-- Opening Marker --

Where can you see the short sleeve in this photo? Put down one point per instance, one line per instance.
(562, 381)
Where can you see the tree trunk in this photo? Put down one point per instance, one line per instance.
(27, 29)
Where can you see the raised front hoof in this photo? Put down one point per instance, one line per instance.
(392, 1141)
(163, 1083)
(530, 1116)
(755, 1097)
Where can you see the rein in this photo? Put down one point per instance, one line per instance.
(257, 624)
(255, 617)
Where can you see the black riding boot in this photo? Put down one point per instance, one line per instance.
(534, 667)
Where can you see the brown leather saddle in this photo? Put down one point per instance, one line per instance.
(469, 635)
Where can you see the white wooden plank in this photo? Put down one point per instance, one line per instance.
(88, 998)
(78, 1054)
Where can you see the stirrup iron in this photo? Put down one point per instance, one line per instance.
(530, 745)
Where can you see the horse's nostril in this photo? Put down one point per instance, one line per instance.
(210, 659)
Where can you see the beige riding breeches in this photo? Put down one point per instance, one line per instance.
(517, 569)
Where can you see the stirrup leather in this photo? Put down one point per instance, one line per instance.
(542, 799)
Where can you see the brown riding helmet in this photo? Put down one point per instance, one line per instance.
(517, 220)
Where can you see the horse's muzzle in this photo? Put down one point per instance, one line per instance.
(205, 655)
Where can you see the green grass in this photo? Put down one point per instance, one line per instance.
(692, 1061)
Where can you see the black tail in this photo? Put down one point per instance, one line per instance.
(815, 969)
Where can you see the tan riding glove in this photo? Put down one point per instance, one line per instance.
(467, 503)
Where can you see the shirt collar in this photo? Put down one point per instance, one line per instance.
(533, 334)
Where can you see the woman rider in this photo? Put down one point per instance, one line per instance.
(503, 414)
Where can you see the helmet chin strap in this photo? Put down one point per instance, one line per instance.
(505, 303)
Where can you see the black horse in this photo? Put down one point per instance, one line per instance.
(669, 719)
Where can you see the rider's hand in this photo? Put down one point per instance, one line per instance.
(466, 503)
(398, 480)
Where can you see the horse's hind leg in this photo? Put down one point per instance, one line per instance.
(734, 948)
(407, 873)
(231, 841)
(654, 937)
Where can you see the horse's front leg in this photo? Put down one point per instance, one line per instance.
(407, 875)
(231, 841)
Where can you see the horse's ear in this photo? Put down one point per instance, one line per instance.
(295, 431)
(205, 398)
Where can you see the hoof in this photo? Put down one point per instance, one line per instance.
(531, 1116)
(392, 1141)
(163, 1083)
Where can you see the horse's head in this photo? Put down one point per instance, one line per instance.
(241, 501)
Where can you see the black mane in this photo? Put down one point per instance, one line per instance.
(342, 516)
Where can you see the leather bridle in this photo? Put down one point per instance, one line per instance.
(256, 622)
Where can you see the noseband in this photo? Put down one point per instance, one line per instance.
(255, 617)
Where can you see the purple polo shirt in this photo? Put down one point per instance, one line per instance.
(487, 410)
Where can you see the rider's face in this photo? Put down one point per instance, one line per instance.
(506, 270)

-- Closing Marker --

◆ **AIM OF THE EXERCISE**
Return all of the data above verbatim.

◆ **COMPLETED TASK**
Where can you see the short sleeve in this photo? Put down one point per instance, one line per instance.
(562, 381)
Where can you see the tree trunk in this photo? Put down one point per instance, one line per instance.
(27, 29)
Where can you see the raised front hoof in this photo? Put down one point per instance, one line per instance.
(392, 1141)
(163, 1083)
(530, 1116)
(755, 1097)
Where can you see the rein in this photo? Put down one point per instance, one line per instance.
(257, 624)
(255, 617)
Where can you see the black riding boot in this photo? Put down one point per instance, one line per instance.
(534, 667)
Where can you see the brown leather saddle in this photo? Put down one point per instance, one line per instance.
(469, 635)
Where can you see the white wooden plank in this photo? Put down one point per instance, one line per instance.
(88, 998)
(78, 1054)
Where can you see the stirrup iron in this photo? Put down one point per instance, one line per instance.
(530, 745)
Where can you see the horse's nostril in this photo? Put down one point per instance, one line per instance.
(210, 659)
Where can you see the beige riding breeches in this photo? Put down one point per instance, one line per instance.
(517, 569)
Where can you see the stirrup leather in this photo? Put down one point per instance, one line per instance.
(542, 799)
Where can you see the brown riding helmet in this photo? Put down one point per instance, one line per instance.
(517, 220)
Where can you see the horse's muzzle in this photo? Put down one point per instance, one line per instance.
(205, 655)
Where can you see the green grass in this photo? Put down one point per instance, one line per instance.
(692, 1061)
Where can you see the black tail in this photo? Put down one point per instance, one line per instance.
(815, 969)
Where can you see the tan riding glove in this photo? Put down one point per instance, one line per instance.
(467, 503)
Where can you see the shirt collar in this photo? Put down one point per instance, one line per instance.
(533, 334)
Where can you see the woman rider in this photo? Put down one point per instance, one line per instance.
(503, 414)
Where can you see the helmet chin strap in this photo? Put down one point per instance, one line per instance.
(505, 303)
Where can you see the black horse in this photo? Put down one point per instance, one line per instance.
(669, 719)
Where can you see the rider's hand in this photo? Put down one point per instance, one line per instance.
(466, 503)
(398, 480)
Where can you see the horse's hind leg in this photo? Put down one point per instance, one line per instance.
(734, 948)
(407, 873)
(231, 841)
(654, 937)
Where can you see the horse's front leg in this photo? Put down one point per instance, one line per instance.
(407, 875)
(231, 841)
Where can you see the horse's ear in this photo? Put down one point per instance, one line per instance.
(295, 431)
(205, 398)
Where can you see the hoof in this photo? Put down one point per instance, one line per instance.
(531, 1116)
(392, 1141)
(163, 1083)
Where can you see the horse's head in this photo? Put down one point per instance, one line per instance.
(241, 501)
Where can you see the black mane in this photo? Put down one point per instance, one line per instance.
(342, 516)
Where can you see the leather bridle in this photo? Put down one point per instance, one line per instance.
(256, 622)
Where can you see the noseband in this photo? Put down one point per instance, one line per instance.
(255, 617)
Where can you see the purple polo shirt in this photo? Put down one point per instance, one line per instance.
(487, 410)
Where can you see the rider's face in this photo? Put down one point per instance, one line per instance.
(506, 270)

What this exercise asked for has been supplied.